>> Begin EXCERPT

For completeness, I should note that, on behalf of the Claimants, Mr Cooksley also contended that, as a matter of principle, a document referred to in a witness statement was not disclosable if it could be shown that it was not relevant. He cited no authority in support of that proposition (Atos Consulting Limited v Avis PLC [2007] EWHC 323 (TCC), the case he did rely on, was concerned with redactions generally, not allegedly irrelevant documents mentioned in pleadings or statements). On one view, by setting up a further ‘difficulty’ in the way of the disclosure of ‘mentioned’ documents, the Claimants’ reliance on relevance is contrary to the Court of Appeal’s approach in Expandable. Moreover, in practice, it will always be rather difficult for a claimant to argue that a document which has been expressly referred to in support of an earlier application to the court is not, in fact, relevant at all. Be that as it may, for the purposes of this application, I am prepared to accept that, in theory, it may be possible to avoid disclosure of a mentioned document on the ground of relevance. I deal with the detailed submissions on relevance below.

3.5.

Litigation Privilege

27.

In Winterthur Swiss Insurance Co and Another v AG (Manchester) Limited (In Liquidation) and Others [2006] EWHC 839 (Comm), Aikens J (as he then was) sets out a very helpful summary, at paragraph 65 and following, of the definition of legal professional privilege. He identifies two sub-types, namely legal advice privilege and litigation privilege. It is the latter with which we are concerned with in this case. He defined it as follows:

“ 68. The rational for … litigation privilege rests, in modern terms, on the principles of access to justice, the proper administration of justice, a fair trial and equality of arms. Those who engage in litigation or are contemplating doing so may well require professional legal advice to advance their case in litigation effectively. To obtain the legal advice and to pursue the adversarial litigation efficiently, the communications between a lawyer and his client and a lawyer and a third party and any communication brought into existence for the dominant purpose of being used in litigation must be kept confidential, without fear that what is said or written might be disclosed. Therefore those classes of communication are covered by ‘litigation privilege’.”

He went on at paragraph 71 to identify what fell within the scope of litigation privilege. He said:

“The privilege obviously covers legal advice given by a lawyer to his client for the purposes of such existing or contemplated litigation. It also extends to communications between the lawyers and his client and the lawyer and third parties, provided that those communications are made for the sole or dominant purpose of obtaining legal advice or conducting that litigation. In deciding whether a communication is subject to ‘litigation privilege’, the court has to consider objectively the purpose of the person or authority that directed the creation of the communication.”

28.

>> End EXCERPT

» WHAT IS EXPECTED
In the excerpt, which principles does the quoted passage say the rationale for litigation privilege rests on? List every one.

>> Begin RECORD SET

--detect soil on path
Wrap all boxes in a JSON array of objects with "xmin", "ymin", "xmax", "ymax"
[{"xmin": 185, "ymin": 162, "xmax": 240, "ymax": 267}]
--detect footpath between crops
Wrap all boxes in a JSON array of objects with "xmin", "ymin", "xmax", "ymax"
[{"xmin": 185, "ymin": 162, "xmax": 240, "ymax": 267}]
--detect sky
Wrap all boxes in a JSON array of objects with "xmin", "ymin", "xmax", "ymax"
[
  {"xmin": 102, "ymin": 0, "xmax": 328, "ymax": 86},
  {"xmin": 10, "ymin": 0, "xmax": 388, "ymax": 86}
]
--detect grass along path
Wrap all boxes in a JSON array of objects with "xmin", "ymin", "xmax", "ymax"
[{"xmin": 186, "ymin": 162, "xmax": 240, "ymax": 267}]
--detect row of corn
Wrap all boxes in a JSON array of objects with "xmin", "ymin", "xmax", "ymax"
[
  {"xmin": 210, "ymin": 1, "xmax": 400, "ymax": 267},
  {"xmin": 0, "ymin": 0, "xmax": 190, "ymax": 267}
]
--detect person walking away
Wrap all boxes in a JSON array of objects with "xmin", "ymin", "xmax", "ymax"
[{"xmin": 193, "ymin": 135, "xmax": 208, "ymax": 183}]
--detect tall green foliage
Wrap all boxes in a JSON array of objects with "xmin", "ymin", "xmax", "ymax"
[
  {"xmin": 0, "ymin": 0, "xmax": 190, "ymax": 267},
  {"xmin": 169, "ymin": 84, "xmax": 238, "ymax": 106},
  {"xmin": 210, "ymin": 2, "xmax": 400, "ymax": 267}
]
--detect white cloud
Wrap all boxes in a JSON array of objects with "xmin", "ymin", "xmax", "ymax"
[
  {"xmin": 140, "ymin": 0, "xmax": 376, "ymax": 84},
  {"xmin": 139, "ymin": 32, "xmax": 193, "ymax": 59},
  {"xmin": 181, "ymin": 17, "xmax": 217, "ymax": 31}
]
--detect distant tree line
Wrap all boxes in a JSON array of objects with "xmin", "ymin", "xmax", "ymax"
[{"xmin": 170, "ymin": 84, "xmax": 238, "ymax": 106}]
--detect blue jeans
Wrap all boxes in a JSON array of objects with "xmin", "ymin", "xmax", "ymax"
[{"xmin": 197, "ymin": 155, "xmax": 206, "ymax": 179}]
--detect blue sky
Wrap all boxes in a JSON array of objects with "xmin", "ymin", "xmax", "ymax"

>> End RECORD SET

» CORRECT OUTPUT
- access to justice
- the proper administration of justice
- a fair trial
- equality of arms